- **ACTIVITY**
Would you give the listing again exactly as written, minus its pictures?

- **SUPPLIED MATERIAL**
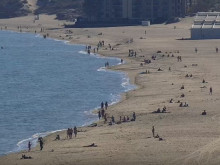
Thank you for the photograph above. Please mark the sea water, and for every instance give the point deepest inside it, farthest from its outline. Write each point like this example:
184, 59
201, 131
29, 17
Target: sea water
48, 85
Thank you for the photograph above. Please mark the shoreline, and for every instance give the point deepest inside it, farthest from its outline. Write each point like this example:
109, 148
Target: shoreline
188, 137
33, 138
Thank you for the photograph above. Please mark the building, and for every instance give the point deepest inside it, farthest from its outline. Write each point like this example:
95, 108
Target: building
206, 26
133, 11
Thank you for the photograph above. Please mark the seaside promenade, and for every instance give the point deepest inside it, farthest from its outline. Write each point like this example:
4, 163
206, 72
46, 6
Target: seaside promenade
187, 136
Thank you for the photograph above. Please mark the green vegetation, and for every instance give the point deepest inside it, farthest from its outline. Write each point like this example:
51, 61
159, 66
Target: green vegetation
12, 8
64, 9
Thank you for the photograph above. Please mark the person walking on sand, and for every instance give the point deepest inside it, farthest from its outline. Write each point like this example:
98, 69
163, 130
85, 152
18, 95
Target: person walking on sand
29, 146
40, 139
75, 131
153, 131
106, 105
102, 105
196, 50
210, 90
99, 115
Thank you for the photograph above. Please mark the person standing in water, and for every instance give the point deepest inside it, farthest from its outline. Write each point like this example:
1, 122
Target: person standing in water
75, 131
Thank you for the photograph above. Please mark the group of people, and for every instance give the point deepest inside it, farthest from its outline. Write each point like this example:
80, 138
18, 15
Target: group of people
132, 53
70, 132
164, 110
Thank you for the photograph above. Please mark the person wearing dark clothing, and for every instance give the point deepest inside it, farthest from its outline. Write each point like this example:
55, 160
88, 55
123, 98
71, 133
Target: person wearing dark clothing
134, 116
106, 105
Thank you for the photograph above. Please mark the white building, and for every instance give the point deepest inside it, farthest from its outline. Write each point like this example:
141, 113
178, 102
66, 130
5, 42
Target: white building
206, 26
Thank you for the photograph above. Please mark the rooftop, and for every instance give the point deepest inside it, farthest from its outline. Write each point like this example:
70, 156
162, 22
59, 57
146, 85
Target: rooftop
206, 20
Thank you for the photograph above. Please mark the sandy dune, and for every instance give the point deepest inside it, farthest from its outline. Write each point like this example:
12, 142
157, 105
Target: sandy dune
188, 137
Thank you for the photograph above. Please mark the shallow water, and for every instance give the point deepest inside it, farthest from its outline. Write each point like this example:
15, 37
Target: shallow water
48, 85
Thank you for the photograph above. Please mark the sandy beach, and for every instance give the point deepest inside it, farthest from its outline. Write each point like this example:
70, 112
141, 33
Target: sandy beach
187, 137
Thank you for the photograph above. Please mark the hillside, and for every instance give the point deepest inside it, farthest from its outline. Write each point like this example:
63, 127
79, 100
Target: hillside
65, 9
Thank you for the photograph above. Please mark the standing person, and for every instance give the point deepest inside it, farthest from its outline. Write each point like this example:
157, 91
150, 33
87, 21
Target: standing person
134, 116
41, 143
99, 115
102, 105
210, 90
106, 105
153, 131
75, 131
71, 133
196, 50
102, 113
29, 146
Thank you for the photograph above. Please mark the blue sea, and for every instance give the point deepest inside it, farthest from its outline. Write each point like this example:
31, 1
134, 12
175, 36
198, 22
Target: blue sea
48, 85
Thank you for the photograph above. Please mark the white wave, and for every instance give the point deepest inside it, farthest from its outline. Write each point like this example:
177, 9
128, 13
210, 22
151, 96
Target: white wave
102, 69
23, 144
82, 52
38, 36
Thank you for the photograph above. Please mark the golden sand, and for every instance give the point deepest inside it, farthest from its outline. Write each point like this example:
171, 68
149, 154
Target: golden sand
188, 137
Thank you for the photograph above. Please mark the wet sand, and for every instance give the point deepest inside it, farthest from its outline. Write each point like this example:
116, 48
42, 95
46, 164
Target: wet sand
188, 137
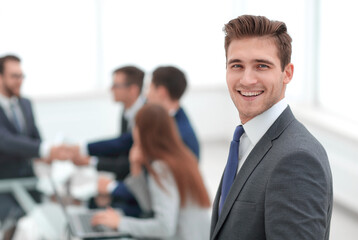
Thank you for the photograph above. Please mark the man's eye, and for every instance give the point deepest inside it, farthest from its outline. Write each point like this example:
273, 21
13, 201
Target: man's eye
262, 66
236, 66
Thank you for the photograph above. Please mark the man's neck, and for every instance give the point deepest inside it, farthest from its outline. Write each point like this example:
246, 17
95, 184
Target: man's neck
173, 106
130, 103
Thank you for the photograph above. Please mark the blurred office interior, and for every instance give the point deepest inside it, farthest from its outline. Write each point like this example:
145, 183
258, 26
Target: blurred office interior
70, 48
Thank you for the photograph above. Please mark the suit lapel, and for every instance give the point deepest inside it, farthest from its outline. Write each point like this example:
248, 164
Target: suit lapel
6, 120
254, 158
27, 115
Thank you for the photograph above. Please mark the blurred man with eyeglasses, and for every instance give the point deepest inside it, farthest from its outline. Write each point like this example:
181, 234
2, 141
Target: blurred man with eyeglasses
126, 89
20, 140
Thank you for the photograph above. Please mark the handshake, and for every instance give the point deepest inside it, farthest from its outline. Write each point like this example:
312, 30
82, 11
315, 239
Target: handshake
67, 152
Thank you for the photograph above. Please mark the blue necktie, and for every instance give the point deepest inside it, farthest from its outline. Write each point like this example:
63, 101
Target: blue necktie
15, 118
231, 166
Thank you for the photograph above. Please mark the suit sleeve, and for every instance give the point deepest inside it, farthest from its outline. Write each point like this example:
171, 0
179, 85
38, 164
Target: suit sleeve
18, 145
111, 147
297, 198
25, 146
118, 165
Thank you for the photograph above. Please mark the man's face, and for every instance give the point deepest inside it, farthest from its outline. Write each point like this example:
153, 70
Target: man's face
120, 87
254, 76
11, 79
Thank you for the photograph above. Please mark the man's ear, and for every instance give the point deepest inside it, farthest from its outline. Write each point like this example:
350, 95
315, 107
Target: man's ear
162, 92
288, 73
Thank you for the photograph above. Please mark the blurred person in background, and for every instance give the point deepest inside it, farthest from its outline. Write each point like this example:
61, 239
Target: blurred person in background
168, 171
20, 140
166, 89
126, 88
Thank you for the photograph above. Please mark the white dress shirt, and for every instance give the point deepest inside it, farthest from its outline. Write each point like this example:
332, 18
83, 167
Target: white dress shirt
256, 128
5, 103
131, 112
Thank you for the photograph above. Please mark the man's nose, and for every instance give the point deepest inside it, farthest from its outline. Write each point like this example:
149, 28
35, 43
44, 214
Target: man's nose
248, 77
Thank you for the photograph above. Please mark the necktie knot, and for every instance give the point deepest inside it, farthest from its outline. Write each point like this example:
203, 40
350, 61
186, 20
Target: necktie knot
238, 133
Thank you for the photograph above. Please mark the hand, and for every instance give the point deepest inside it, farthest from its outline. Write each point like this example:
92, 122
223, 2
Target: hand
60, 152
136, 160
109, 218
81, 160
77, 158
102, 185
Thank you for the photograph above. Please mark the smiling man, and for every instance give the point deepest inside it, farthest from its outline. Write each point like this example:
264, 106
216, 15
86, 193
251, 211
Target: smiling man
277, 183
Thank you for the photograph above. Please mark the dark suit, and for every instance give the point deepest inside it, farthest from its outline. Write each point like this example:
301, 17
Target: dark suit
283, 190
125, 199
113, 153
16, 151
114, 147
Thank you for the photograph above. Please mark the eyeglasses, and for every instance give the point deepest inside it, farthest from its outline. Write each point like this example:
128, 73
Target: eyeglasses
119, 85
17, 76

- **ANSWER BOX**
Thank you for the photograph above. Please mark the sea water, and for every instance give the point deepest inside it, farthest from its outline. Write each point like this example:
184, 59
201, 131
29, 17
Target: sea water
48, 85
Thank you for the photograph above. Please mark the shoreline, and for every instance give the point deepest inside it, farthest from its outline. Write each point like this example:
109, 148
Target: shoreline
188, 137
33, 138
Thank you for the photograph above. Please mark the building, and for every instance give the point deepest inside it, farthest from its outline. Write each point like this example:
95, 108
Target: building
206, 26
133, 11
Thank you for the photograph above. Please mark the seaside promenade, and for every instance give the point deepest inside it, farthest from its outline. Write each point like this example:
4, 163
206, 72
46, 6
Target: seaside promenade
187, 136
Thank you for the photograph above. Please mark the green vegetation, and for every instance give the point deepest inside it, farthest from its outline. Write each point like this example:
51, 61
159, 66
Target: green vegetation
12, 8
64, 9
Thank you for the photograph above. Please mark the person walking on sand, and for every instance give the point deepest inside it, farthest from its outline. Write each point like this example:
98, 69
163, 130
85, 152
18, 95
Target: person walking on sand
29, 146
40, 139
75, 131
153, 131
106, 105
102, 105
196, 50
210, 90
99, 115
Thank you for the photograph above. Please mark the person standing in water, and for every instance give the point deepest inside it, farthest from its outline. Write each point like this example:
1, 122
Target: person standing in water
75, 131
Thank you for the photograph above. Please mark the group of people, and for every instance give the point deepest inside it, farthest from its outline. Write each point like this example:
80, 138
18, 15
Target: group of people
132, 53
70, 132
164, 110
Thank you for the photograph above. Please mark the person wearing dark clothing, and for every instance give the point deepest inside it, farthest from its outline. Write each point like this example:
55, 160
88, 55
123, 98
71, 133
Target: person wearing dark clothing
134, 116
106, 105
Thank you for the photograph above. Please mark the white building, and for every instance give the point deepest inside it, farthest from its outline. Write each point like this example:
141, 113
178, 102
66, 130
5, 42
Target: white building
206, 26
Thank you for the photograph above. Please mark the rooftop, and for every instance give the point deepest inside it, farthest from its outline. Write each point like this example:
70, 156
162, 22
59, 57
146, 85
Target: rooftop
206, 20
Thank you for the photograph above. Please mark the sandy dune, and for every instance give the point deepest inside it, farthest from its outline. Write each point like this example:
12, 142
157, 105
Target: sandy dune
188, 137
Thank you for the photograph above. Please mark the shallow water, and for every instance give the point deepest inside it, farthest from its outline. Write each point like this example:
15, 37
Target: shallow water
48, 85
Thank you for the photograph above. Please mark the sandy beach, and for every instance give the point deepest inside it, farthest from its outline. Write each point like this example:
70, 112
141, 33
Target: sandy beach
187, 137
Thank you for the photograph above. Please mark the hillside, and for every instance give the point deepest inside it, farthest from its outline. Write each point like this example:
63, 127
79, 100
Target: hillside
65, 9
Thank you for the photograph above. Please mark the standing person, and for every instance give the point deepest inside it, farthest from its outline. Write each point like this example:
157, 91
150, 33
87, 21
Target: standing person
134, 116
41, 143
99, 115
102, 105
210, 90
106, 105
153, 131
75, 131
71, 133
196, 50
102, 113
29, 146
Thank you for the photograph above. Please mark the blue sea, and for every instance give the point deepest inside it, farthest from its outline. Write each point like this example:
31, 1
134, 12
175, 36
198, 22
Target: blue sea
48, 85
Thank you for the photograph above. Please mark the white wave, and for every instance give the point deepest inside it, farthest from its outline. Write each point like this example:
177, 9
128, 13
210, 22
151, 96
Target: white wave
102, 69
23, 144
82, 52
38, 36
Thank you for the photograph above. Please mark the golden sand, and for every instance give the point deepest inside it, farthest from its outline. Write each point like this example:
171, 68
149, 154
Target: golden sand
188, 137
Thank you for the photograph above. Please mark the wet sand, and for every instance give the point deepest inside it, farthest from its outline. Write each point like this example:
116, 48
42, 95
46, 164
Target: wet sand
188, 137
Thank you for the photograph above. Please mark the man's eye, and for every instance give the point deepest inside it, farthest from its outline. Write each point like this example:
273, 21
13, 201
Target: man's eye
262, 66
236, 66
Thank you for the photograph above. Please mark the man's neck, and for every instance give the point deepest inside it, farthest from its outline. Write each point like this example:
246, 17
95, 184
Target: man's neck
173, 106
130, 103
Thank you for the photograph above. Please mark the blurred office interior, and for every instance give the point deepest inside it, farthest from its outline. Write each point like this example:
145, 183
258, 26
Target: blurred office interior
70, 48
Thank you for the photograph above. Please mark the suit lapel, and for every instance give the point deepest inside it, farthest from its outline. Write each point like this example:
248, 164
Target: suit lapel
6, 120
254, 158
27, 115
Thank you for the photograph above. Please mark the blurred man with eyeglasses, and for every instance give the point deepest inside it, farthest from its outline. Write each point like this example:
181, 234
2, 141
Target: blurred man with eyeglasses
126, 89
20, 140
Thank you for the photograph above. Please mark the handshake, and for every instance give the point deepest inside it, farthest from its outline. Write each point like this example:
312, 30
82, 11
315, 239
Target: handshake
67, 152
Thank you for the photograph above. Please mark the blue necktie, and for every instance give the point deepest inside it, farthest from its outline. Write each point like this example:
63, 101
Target: blue necktie
15, 118
231, 166
Thank you for the photograph above. Please mark the suit sleeve, and for every instance give the point deepest inside it, farthest from its outline. Write each point like this example:
171, 0
179, 85
38, 164
Target: suit sleeve
18, 145
111, 147
297, 198
25, 146
118, 165
Thank you for the photograph above. Please mark the man's face, and for every instance give the point deepest inside it, farthest from its outline. Write each point like this example:
153, 70
Target: man's face
120, 87
254, 76
11, 79
Thank you for the photograph above. Please mark the man's ear, and for every instance give the point deepest inside it, farthest from its outline. Write each point like this example:
350, 95
315, 107
Target: man's ear
162, 92
288, 73
Thank you for the photograph above. Please mark the blurred person in background, and for every instance give the point deepest inside it, farthest from its outline. Write each point like this example:
61, 239
Target: blurred person in background
168, 171
20, 140
166, 89
126, 88
Thank you for the photograph above. Please mark the white dress shirt, and for every instance give the point deepest inside it, farthest from its outline. Write each point like this example:
332, 18
83, 167
Target: white dress shirt
256, 128
5, 103
131, 112
Thank you for the photograph above. Please mark the man's nose, and for every instance give the point deepest inside it, farthest from its outline. Write each point like this example:
149, 28
35, 43
44, 214
Target: man's nose
248, 77
Thank you for the photograph above. Please mark the necktie knot, and for every instance give the point deepest inside it, farthest from its outline. Write each point like this example:
203, 40
350, 61
186, 20
Target: necktie knot
238, 133
Thank you for the photograph above. Please mark the hand, and for every instance give the point deepest inside it, farthest from its outline. Write each point like this example:
92, 122
223, 2
Target: hand
60, 152
136, 160
109, 218
81, 160
77, 158
102, 185
Thank you for the photograph above. Please mark the smiling man, and for every instance give the point deepest inside it, farthest from its outline. Write each point like this example:
264, 106
216, 15
86, 193
251, 211
Target: smiling man
277, 183
Thank you for the photograph above. Please mark the dark suit, and for every instance give the point deepest inside it, farthest from its outline. Write each point like this example:
301, 17
Target: dark suit
283, 190
125, 199
113, 153
16, 151
114, 147
Thank you for the photograph above. Please mark the eyeglasses, and for every instance give the point deepest inside it, farthest from its outline. Write each point like this example:
128, 73
Target: eyeglasses
119, 85
17, 76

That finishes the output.